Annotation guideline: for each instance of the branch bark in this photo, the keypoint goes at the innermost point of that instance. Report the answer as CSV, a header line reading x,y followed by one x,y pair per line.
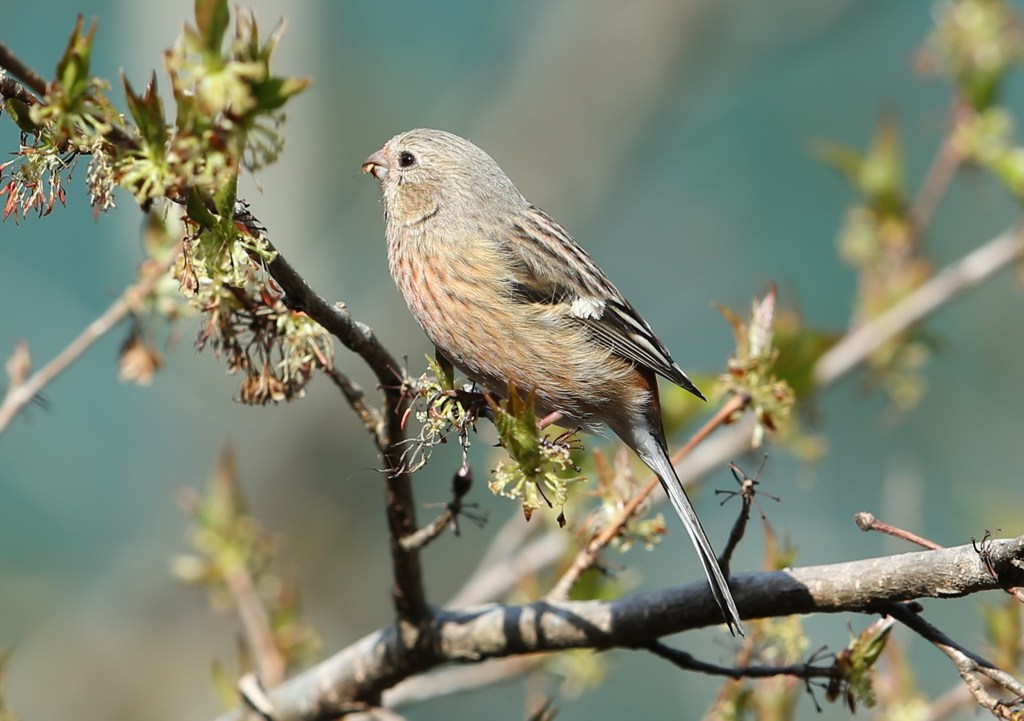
x,y
363,672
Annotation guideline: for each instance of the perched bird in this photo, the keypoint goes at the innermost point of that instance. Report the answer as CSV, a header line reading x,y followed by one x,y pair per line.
x,y
506,295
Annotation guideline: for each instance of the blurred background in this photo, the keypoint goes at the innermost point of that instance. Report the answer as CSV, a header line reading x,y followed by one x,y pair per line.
x,y
672,138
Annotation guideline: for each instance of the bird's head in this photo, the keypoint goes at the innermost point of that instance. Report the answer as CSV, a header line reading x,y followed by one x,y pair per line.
x,y
426,173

Exercise details: Edit the data from the line containing "Annotation guideline: for each instance of the bird's" through the end of the data, both ends included, by replacing "bird's head" with "bird's beak" and leaving everything else unchanged. Return only those lines.

Exercise response:
Annotation guideline: for each instance of the bird's beak in this photo, the keypoint goes at the innermost point of that instance. Report the answer as CSV, a header line reading x,y followed by one x,y pair per line.
x,y
426,173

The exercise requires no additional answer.